◆ **EXERCISES TO COMPLETE**:
(1) Answer these from the post about biking to Trader Joe's, one line each:
(a) What color was the writer's jacket?
(b) What street did the writer coast down?
(c) Which avenue did the writer pedal along?
(2) Reproduce word for word the stretch of the post about biking to Trader Joe's from "Last Monday the" through "old to bike.".
(3) Carry on the post about biking to Trader Joe's, starting after its final sentence.
[EXCERPTED PASSAGE — start]
By Suzanne Rosenblatt
Saturday, Jan 12 2008, 03:48 PM

Last Monday the grass was green where snow had melted, and the streets looked clear, except for the cloud of fog that hugged the East Side. I figured I should bike to Trader Joe’s while the snow and ice were water. As I put on my helmet, I had to admit I was afraid, of ice patches, of drivers on cell phones, of predicted thunder storms, of being too old to bike.

I pedaled along Maryland Avenue, avoided a friend who stepped off the curb without looking, too busy listening to his iPod, he said. Despite my loud pink jacket, I felt invisible, mists never more than a few feet away. The fog wasn’t pea soup, wrong color, more like vichyssoise without the leeks. I started to think of new blogs, wished I had a little tape recorder. Passers-by would think I’m on my cell phone. I smiled, relaxed, soon was coasting down Hampton, and I knew why I was biking. It’s more than a matter of getting to Trader Joe’s; it’s being out in the world, not enclosed, cruising through outdoor air.
[EXCERPTED PASSAGE — finish]
[INFORMATION PROVIDED — start]
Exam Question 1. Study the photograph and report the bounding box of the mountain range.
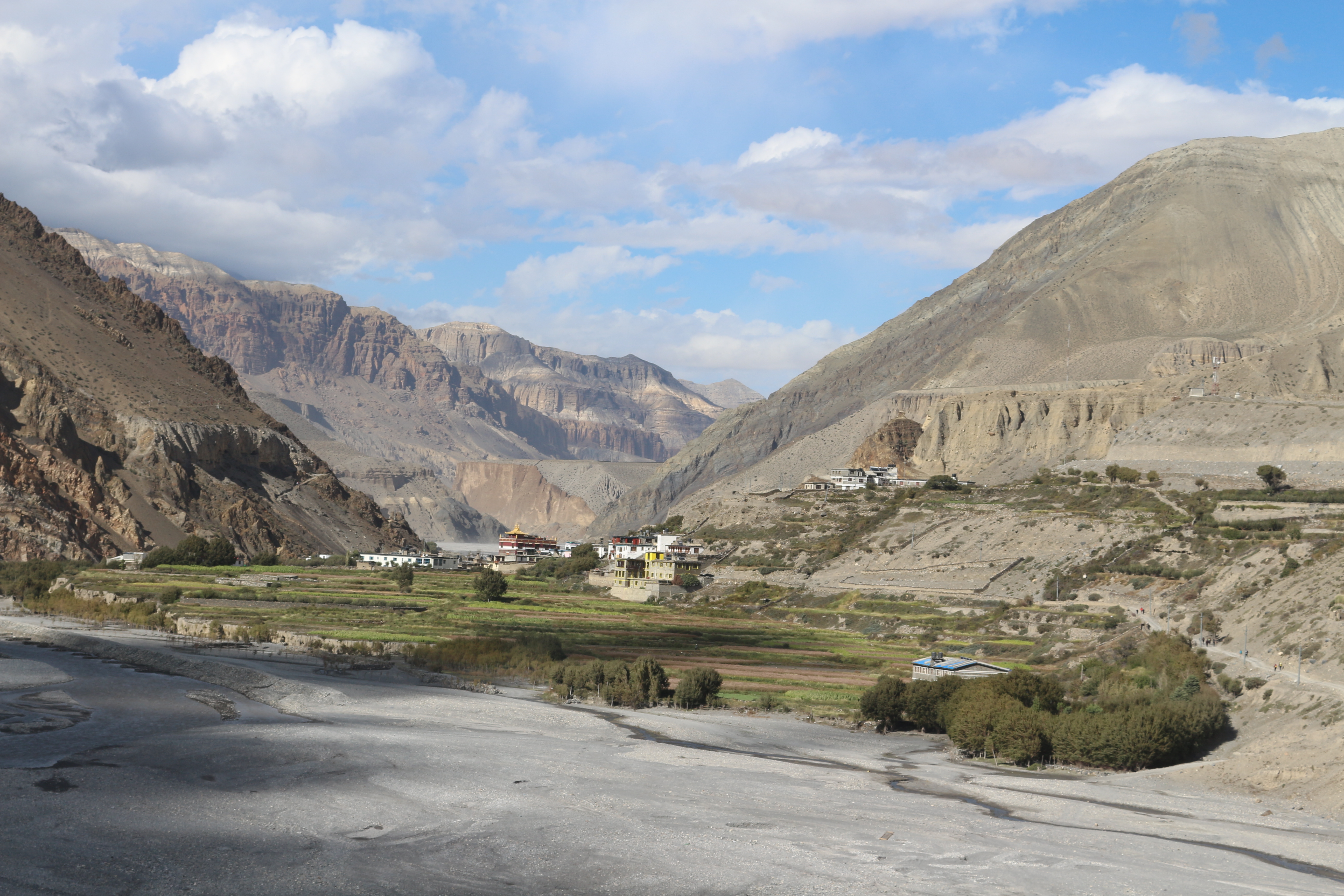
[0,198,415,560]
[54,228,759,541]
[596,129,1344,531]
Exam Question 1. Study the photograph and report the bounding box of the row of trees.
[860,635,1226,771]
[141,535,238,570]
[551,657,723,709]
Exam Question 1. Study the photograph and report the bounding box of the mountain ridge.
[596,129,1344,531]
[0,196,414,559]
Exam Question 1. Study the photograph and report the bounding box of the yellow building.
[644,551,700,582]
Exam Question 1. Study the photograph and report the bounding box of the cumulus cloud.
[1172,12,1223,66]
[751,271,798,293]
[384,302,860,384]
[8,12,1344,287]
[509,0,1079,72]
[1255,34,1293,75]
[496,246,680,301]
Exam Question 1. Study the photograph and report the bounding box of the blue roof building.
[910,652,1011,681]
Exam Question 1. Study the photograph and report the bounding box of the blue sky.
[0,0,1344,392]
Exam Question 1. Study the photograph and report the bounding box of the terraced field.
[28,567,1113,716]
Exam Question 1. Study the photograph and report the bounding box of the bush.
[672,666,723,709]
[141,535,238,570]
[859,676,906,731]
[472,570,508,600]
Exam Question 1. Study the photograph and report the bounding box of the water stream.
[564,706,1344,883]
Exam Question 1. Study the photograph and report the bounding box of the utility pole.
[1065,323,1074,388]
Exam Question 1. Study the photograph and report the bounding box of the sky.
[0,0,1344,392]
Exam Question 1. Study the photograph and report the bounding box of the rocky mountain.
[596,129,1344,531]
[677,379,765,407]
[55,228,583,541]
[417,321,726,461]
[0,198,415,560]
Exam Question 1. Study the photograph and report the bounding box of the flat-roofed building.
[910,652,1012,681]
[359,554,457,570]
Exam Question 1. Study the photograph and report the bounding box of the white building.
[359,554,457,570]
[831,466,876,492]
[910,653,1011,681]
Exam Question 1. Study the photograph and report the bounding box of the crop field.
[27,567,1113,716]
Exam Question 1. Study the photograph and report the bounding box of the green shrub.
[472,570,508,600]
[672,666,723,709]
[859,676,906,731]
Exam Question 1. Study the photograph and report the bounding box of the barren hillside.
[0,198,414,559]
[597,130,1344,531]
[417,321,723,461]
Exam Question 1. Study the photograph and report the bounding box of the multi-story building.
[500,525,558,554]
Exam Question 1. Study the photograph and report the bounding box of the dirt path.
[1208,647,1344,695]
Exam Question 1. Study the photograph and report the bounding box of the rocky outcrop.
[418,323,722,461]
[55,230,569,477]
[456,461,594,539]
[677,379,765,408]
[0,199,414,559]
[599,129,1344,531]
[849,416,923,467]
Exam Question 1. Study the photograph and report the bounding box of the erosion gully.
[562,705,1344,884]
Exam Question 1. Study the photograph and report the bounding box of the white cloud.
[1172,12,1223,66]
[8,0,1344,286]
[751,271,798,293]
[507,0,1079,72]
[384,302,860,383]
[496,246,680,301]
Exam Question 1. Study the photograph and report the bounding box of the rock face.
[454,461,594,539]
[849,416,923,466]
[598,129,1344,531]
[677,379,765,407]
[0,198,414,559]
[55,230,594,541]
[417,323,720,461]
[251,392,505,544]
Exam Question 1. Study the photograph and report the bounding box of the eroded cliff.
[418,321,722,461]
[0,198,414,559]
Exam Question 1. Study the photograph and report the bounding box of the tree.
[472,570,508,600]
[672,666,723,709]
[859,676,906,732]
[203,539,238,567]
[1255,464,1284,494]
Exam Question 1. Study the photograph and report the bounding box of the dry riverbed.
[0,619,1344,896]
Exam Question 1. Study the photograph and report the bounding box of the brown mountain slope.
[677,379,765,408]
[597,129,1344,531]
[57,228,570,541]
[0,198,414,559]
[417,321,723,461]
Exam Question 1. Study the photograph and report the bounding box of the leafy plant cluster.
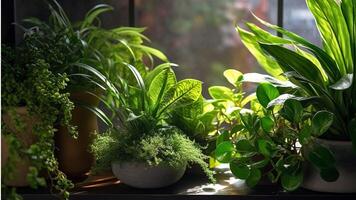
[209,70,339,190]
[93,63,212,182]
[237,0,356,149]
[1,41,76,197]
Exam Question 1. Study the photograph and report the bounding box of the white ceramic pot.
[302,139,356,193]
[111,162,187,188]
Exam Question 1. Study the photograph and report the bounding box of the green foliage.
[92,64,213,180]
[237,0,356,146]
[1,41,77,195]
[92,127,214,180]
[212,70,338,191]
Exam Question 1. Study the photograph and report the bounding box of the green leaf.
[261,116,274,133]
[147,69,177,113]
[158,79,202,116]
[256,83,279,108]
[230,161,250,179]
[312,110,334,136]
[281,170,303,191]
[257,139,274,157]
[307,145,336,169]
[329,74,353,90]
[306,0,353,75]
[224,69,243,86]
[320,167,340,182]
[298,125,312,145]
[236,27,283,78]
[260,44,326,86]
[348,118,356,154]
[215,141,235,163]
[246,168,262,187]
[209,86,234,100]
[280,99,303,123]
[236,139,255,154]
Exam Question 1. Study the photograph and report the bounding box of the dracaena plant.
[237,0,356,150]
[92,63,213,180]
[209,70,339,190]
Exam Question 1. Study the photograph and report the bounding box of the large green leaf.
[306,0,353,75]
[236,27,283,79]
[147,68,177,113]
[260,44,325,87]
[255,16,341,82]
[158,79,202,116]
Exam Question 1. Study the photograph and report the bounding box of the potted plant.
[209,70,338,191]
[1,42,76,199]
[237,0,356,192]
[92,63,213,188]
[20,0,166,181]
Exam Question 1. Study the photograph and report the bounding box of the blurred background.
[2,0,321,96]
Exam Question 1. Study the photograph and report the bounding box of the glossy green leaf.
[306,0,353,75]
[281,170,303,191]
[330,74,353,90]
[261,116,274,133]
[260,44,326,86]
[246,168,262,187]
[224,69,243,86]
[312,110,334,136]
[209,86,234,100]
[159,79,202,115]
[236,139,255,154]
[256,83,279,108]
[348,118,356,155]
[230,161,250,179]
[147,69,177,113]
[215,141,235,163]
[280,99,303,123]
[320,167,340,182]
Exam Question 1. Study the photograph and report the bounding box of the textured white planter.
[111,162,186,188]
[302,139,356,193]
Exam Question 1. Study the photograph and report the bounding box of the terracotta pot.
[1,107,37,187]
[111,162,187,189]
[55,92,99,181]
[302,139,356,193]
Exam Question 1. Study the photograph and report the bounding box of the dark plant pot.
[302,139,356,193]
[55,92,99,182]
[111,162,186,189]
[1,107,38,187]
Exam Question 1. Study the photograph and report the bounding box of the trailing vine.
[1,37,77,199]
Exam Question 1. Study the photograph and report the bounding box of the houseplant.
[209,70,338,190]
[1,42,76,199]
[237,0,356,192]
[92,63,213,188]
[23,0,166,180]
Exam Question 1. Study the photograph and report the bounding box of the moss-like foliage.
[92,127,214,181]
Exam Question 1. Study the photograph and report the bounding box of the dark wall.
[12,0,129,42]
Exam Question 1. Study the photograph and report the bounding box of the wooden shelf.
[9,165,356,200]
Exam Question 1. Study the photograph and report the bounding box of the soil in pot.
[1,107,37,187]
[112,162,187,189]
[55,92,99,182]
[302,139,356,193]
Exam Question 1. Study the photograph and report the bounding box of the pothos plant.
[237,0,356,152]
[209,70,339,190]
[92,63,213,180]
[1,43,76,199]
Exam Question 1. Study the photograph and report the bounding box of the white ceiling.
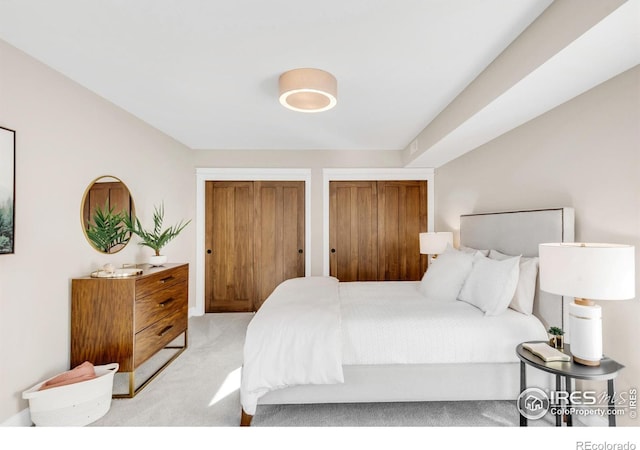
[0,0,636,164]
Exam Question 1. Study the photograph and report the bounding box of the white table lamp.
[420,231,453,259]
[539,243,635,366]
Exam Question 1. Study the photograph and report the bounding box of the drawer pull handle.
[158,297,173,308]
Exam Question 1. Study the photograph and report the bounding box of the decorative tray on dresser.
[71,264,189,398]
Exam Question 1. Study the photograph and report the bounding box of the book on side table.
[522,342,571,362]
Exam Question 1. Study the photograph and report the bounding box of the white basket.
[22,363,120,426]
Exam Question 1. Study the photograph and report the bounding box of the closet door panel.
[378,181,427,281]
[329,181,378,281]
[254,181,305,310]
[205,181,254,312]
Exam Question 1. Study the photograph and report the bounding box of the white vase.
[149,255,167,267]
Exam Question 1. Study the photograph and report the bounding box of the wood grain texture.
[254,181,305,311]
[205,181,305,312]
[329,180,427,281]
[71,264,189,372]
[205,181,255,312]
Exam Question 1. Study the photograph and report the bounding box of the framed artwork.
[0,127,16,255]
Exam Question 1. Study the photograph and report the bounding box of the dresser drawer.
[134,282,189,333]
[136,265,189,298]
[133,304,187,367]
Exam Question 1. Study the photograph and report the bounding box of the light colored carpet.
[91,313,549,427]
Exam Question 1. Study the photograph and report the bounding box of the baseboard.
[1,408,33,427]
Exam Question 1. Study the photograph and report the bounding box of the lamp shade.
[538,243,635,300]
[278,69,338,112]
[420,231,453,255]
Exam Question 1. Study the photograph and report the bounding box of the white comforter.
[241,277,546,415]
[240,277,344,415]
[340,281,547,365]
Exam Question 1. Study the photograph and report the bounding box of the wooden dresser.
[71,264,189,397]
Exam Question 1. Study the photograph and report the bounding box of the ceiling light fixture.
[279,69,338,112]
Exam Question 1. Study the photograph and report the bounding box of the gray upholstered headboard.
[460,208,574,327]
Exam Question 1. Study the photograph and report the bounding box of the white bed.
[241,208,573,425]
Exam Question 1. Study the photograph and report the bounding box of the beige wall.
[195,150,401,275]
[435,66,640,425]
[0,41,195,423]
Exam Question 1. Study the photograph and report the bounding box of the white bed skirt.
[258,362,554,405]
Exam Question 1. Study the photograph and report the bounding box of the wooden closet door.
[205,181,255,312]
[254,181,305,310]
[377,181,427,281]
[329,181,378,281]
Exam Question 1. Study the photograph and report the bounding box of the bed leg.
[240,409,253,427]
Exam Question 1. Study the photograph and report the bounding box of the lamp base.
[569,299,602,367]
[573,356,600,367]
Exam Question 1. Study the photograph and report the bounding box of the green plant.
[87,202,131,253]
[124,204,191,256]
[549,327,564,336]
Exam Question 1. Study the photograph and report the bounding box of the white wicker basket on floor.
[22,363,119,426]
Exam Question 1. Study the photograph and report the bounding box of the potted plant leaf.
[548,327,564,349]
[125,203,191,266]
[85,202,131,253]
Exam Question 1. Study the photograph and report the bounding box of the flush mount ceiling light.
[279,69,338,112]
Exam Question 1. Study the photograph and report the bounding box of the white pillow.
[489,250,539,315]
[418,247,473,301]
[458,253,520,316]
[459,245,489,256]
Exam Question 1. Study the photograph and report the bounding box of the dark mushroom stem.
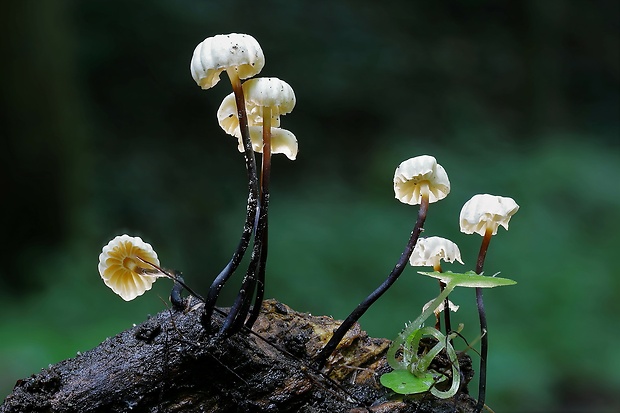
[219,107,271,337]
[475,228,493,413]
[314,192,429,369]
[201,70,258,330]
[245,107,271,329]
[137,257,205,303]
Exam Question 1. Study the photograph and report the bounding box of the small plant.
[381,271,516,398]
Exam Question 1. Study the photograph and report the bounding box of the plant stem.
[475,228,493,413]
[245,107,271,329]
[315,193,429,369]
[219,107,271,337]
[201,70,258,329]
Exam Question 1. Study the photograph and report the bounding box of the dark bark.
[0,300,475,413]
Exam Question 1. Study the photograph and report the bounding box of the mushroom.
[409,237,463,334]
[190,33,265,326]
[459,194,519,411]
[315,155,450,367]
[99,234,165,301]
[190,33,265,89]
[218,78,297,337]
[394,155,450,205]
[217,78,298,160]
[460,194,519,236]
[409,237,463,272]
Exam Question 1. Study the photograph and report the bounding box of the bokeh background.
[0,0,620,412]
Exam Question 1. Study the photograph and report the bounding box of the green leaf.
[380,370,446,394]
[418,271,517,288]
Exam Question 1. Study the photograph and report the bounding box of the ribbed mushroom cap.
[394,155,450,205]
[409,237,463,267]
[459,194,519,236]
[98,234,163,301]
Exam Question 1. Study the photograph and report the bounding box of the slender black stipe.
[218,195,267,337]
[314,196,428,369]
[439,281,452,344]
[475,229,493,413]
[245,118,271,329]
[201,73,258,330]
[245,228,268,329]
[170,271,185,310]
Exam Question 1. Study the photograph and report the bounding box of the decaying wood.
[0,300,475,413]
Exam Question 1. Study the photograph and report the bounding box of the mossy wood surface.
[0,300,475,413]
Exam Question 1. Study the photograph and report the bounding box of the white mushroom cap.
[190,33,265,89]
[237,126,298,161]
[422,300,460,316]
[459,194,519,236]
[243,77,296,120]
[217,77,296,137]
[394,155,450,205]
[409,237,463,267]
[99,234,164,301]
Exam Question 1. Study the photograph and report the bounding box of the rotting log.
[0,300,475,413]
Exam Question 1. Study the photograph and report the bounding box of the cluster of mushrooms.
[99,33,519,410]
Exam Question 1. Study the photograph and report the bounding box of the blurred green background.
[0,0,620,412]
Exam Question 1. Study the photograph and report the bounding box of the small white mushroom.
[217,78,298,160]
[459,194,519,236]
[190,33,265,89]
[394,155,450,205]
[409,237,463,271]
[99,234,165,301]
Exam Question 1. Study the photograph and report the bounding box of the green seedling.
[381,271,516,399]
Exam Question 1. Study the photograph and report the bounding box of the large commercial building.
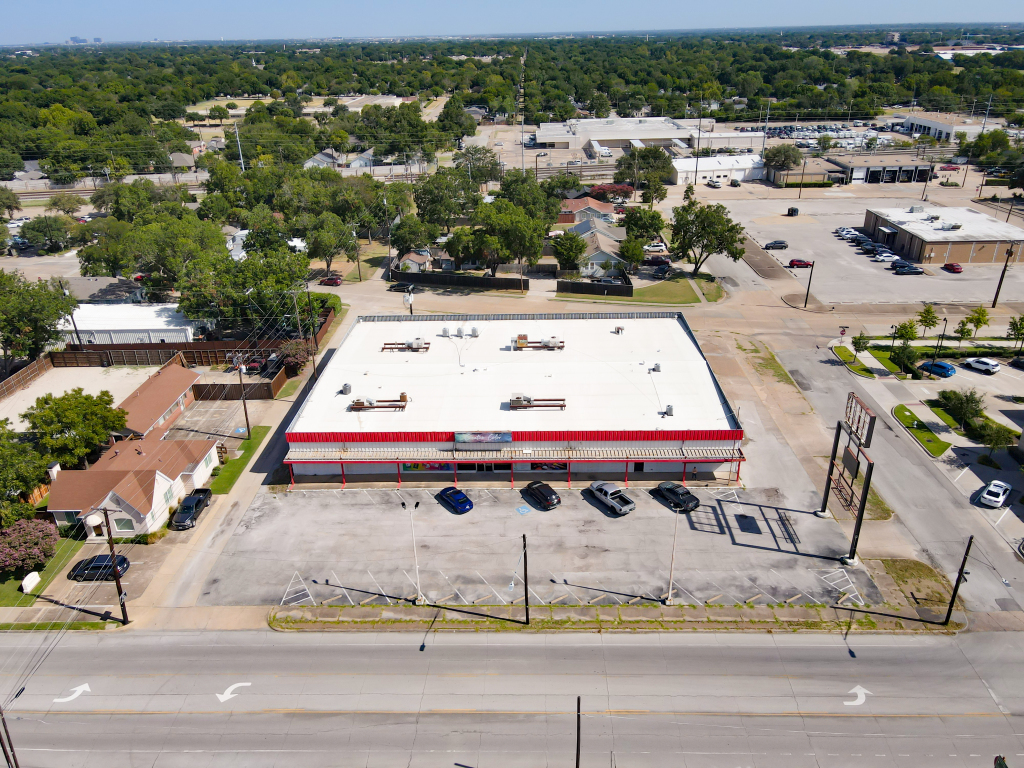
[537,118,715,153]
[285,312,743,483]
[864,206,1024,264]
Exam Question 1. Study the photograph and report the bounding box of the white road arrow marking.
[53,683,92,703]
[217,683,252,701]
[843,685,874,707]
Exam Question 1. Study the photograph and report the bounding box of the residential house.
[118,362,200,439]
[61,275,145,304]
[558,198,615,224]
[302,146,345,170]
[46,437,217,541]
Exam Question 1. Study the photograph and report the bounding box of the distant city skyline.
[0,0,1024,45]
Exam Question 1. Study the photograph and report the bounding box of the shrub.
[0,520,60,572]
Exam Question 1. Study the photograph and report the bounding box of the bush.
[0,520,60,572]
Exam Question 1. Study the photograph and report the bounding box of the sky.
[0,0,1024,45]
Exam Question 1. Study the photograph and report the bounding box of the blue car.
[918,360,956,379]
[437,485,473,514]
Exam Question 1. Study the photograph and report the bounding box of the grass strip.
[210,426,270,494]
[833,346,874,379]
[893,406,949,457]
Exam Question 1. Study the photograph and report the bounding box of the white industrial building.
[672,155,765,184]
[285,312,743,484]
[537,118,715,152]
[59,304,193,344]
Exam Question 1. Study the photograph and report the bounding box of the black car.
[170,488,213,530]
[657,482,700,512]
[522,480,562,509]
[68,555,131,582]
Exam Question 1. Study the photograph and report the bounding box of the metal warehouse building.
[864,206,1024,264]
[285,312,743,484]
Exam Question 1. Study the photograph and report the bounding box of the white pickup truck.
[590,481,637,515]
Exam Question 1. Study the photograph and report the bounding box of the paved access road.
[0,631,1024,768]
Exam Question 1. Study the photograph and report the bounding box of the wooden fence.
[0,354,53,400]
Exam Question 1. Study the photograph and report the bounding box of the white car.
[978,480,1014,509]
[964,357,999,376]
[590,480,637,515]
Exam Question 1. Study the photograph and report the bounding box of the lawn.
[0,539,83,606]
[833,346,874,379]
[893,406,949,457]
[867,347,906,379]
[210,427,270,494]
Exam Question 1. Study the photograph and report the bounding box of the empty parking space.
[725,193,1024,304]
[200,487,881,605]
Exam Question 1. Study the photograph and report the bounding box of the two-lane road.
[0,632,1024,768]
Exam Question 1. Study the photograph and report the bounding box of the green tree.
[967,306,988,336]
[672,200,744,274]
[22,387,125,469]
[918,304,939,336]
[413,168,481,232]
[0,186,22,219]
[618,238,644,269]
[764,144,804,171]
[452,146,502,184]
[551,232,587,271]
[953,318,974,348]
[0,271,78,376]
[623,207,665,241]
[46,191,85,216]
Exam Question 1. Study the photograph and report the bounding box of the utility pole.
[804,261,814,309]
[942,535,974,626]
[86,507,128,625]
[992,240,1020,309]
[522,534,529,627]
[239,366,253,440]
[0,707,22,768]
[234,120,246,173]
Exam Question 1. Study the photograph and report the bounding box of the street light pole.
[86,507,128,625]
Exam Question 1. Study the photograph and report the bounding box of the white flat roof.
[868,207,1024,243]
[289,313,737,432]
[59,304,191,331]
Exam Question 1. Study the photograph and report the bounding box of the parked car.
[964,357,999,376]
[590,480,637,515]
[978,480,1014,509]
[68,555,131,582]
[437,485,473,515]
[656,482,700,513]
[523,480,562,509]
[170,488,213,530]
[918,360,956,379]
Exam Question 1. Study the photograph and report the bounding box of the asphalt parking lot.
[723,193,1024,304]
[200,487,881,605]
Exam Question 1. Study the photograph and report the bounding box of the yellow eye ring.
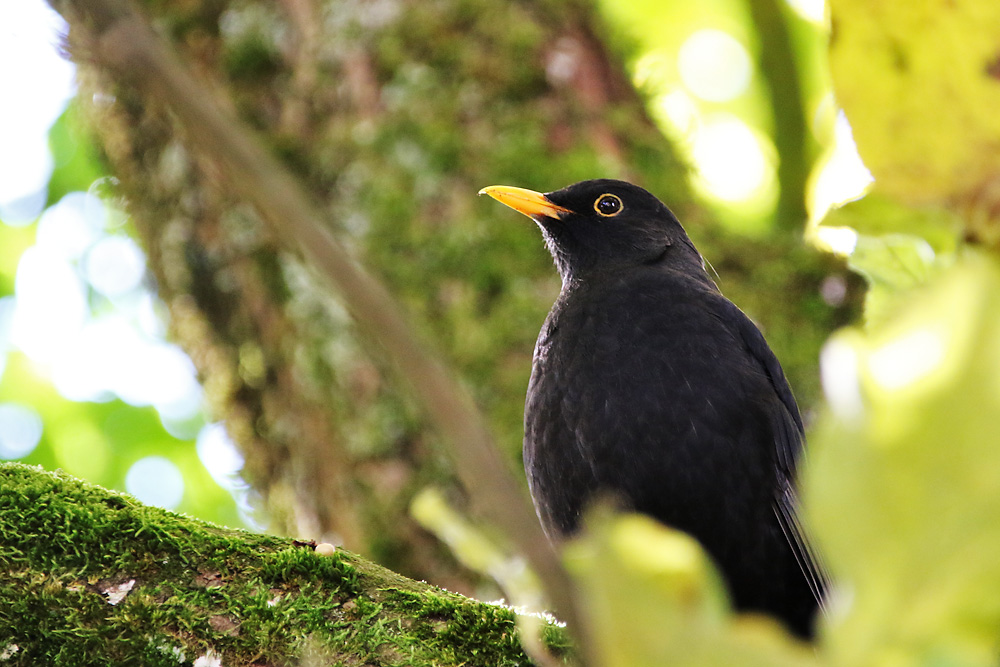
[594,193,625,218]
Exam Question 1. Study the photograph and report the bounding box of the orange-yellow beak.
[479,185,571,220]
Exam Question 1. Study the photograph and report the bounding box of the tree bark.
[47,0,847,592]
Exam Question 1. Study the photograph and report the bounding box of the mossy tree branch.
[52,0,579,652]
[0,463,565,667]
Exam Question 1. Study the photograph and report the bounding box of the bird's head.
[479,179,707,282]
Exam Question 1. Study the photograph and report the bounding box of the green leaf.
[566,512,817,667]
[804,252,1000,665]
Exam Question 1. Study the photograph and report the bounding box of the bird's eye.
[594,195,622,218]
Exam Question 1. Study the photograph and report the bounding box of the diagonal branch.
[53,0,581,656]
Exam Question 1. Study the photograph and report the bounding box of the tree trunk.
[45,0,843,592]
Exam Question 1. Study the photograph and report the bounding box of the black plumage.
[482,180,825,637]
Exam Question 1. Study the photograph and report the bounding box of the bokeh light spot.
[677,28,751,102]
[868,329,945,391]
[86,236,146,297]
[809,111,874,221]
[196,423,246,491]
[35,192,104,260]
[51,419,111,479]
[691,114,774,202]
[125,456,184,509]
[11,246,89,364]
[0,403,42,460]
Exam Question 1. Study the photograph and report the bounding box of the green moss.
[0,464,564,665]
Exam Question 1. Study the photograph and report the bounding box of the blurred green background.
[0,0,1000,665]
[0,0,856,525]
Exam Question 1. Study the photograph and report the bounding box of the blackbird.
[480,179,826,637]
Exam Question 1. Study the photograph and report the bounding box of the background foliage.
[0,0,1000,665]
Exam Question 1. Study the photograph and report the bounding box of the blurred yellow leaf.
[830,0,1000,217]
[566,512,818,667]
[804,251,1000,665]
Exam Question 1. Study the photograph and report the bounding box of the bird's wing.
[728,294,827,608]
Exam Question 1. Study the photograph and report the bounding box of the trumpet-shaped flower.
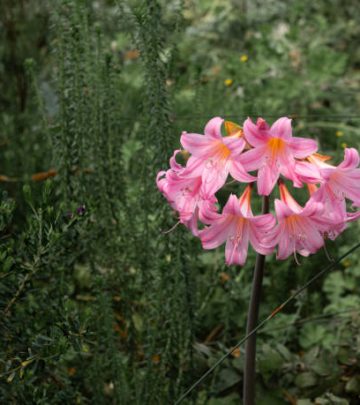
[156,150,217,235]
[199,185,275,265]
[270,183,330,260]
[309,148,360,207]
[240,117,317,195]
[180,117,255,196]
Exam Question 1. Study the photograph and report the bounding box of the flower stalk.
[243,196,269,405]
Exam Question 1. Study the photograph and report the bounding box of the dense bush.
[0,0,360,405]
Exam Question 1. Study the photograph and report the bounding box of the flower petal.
[INFORMATION PROVIDED — finish]
◆ **TASK ANSWERS**:
(1)
(a) Pink
(b) Hampton
(c) Maryland Avenue

(2)
Last Monday the grass was green where snow had melted, and the streets looked clear, except for the cloud of fog that hugged the East Side. I figured I should bike to Trader Joe’s while the snow and ice were water. As I put on my helmet, I had to admit I was afraid, of ice patches, of drivers on cell phones, of predicted thunder storms, of being too old to bike.

(3)
I walked down the aisle, skipped the bulky produce, zeroed in on cereal, tofu, polenta, thinking that’s what’s cheap at Trader Joe’s, most health food I get at Outpost, better to shop there, shop  local, calculating what would fit on my bike. Then a voice said, “Suzanne! How did you get here?”
“Oh, Ruth, hi! I biked.” “You certainly can’t carry everything on your bike. You’ll have to let me drive it back for you.”

I mention this not because Ruth drove my groceries home for me, though she did, but because she told me about her recent mammogram at Bayshore. She had asked her technician about the incidence of breast cancer in the area. The technician replied that it’s unusually high on the North Shore. I’ve heard that several times recently, haven’t read it anywhere.

The following day at the Fitness Center a friend told me that some of the young women who live near her have breast cancer, and one died, leaving behind two young children. Then she added, “So many of my neighbors use pesticides, I’m thinking of moving out of Shorewood.”

I guess some people are dying to have no dandelions.
 


 

THOUSANDS OF BIKERS PLUS TWO

By Suzanne Rosenblatt
Tuesday, Jun 19 2007, 03:48 PM
Gil W and I were the two. We’ve gone on the Ride For the Arts for the past fifteen years. I suspect Gil was hoping for rain. I, however, didn’t even question whether or not I actually wanted to go, until my alarm buzzed at 5 AM. Too late to cancel, so instead of questioning, I set up a quest: to find someone besides me riding a single-speed coaster-brake bike in the event.

It was a 5-mile pedal to reach the sea of white-shirted bikers.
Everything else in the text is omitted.